[Saved data entries]
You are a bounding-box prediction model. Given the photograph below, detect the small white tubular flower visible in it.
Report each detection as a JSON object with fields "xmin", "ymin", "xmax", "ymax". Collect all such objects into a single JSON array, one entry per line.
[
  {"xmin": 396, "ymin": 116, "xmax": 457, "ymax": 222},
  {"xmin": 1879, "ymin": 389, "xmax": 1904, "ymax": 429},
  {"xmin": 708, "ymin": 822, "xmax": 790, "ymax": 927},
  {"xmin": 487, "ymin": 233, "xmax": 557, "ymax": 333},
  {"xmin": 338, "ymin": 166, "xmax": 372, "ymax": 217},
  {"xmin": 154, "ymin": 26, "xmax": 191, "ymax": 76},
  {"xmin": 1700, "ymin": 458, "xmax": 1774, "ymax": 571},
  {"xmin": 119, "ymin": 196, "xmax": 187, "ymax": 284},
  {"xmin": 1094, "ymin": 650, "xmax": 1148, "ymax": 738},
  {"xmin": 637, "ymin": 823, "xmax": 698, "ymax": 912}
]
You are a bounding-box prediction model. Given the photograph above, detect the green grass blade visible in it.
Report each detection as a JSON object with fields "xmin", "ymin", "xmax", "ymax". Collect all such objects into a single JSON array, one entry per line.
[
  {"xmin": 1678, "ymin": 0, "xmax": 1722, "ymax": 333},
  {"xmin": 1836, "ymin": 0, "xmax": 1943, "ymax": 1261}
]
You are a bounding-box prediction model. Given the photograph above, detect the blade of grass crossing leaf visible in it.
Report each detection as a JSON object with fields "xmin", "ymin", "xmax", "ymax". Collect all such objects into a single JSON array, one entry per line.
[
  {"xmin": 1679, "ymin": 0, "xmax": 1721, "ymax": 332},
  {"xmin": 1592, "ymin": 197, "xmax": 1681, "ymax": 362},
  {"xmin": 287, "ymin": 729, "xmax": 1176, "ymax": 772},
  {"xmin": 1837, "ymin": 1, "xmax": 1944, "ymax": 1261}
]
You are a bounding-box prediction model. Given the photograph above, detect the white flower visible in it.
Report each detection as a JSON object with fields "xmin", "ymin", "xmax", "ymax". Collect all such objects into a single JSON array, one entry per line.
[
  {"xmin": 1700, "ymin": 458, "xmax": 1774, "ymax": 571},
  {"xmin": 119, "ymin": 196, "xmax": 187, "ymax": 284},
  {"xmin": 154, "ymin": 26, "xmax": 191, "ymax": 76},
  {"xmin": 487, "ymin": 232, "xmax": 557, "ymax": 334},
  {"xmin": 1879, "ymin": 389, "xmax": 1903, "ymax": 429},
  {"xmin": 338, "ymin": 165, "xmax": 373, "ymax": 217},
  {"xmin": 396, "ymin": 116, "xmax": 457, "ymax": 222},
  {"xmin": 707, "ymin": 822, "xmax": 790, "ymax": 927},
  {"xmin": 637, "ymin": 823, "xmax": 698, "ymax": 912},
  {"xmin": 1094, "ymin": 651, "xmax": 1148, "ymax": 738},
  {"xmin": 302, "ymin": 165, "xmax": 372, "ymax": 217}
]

*Assignment:* Reproduce each entry from the records above, character for character.

*The completed task:*
You are a bounding-box prediction model. Given the photograph below, detect the small white tubular flower visible in it.
Report each detection as a JSON object with fields "xmin", "ymin", "xmax", "ymax". Collect all such objects into a single JSON array, one entry per line.
[
  {"xmin": 396, "ymin": 116, "xmax": 457, "ymax": 222},
  {"xmin": 1879, "ymin": 389, "xmax": 1904, "ymax": 429},
  {"xmin": 708, "ymin": 822, "xmax": 790, "ymax": 927},
  {"xmin": 487, "ymin": 233, "xmax": 557, "ymax": 333},
  {"xmin": 338, "ymin": 166, "xmax": 372, "ymax": 217},
  {"xmin": 154, "ymin": 26, "xmax": 191, "ymax": 76},
  {"xmin": 1700, "ymin": 458, "xmax": 1774, "ymax": 571},
  {"xmin": 119, "ymin": 196, "xmax": 187, "ymax": 284},
  {"xmin": 1094, "ymin": 650, "xmax": 1148, "ymax": 738},
  {"xmin": 637, "ymin": 823, "xmax": 698, "ymax": 912}
]
You are a bounding-box prediction model. Given the photograph above, detect the green grass blade visible in it.
Report each detection as a JSON object with fields "xmin", "ymin", "xmax", "ymax". Collect all such objects into a single JSON array, one entry per line.
[
  {"xmin": 1678, "ymin": 0, "xmax": 1722, "ymax": 333},
  {"xmin": 1836, "ymin": 0, "xmax": 1943, "ymax": 1261}
]
You are a bounding-box prediction model. Given the photograph above, detect the blade of grass crossing leaf visible in it.
Report each detection as a JSON object with fields "xmin", "ymin", "xmax", "ymax". Collect all such objects into a single JSON array, one entry per line.
[
  {"xmin": 1679, "ymin": 0, "xmax": 1721, "ymax": 332},
  {"xmin": 1592, "ymin": 197, "xmax": 1681, "ymax": 362},
  {"xmin": 287, "ymin": 729, "xmax": 1176, "ymax": 772},
  {"xmin": 1837, "ymin": 1, "xmax": 1944, "ymax": 1261}
]
You are a bounding-box prediction model. Given the photograph above, detect the white flower visible in it.
Report each detection as a JSON object with fields "xmin", "ymin", "xmax", "ymax". Collect all such objects into a single JSON array, one entry per line.
[
  {"xmin": 1700, "ymin": 458, "xmax": 1774, "ymax": 571},
  {"xmin": 119, "ymin": 196, "xmax": 187, "ymax": 284},
  {"xmin": 154, "ymin": 26, "xmax": 191, "ymax": 76},
  {"xmin": 487, "ymin": 232, "xmax": 557, "ymax": 334},
  {"xmin": 1879, "ymin": 389, "xmax": 1903, "ymax": 429},
  {"xmin": 338, "ymin": 165, "xmax": 373, "ymax": 217},
  {"xmin": 396, "ymin": 116, "xmax": 457, "ymax": 222},
  {"xmin": 707, "ymin": 822, "xmax": 790, "ymax": 927},
  {"xmin": 637, "ymin": 823, "xmax": 698, "ymax": 912},
  {"xmin": 1094, "ymin": 651, "xmax": 1148, "ymax": 738},
  {"xmin": 302, "ymin": 165, "xmax": 372, "ymax": 217}
]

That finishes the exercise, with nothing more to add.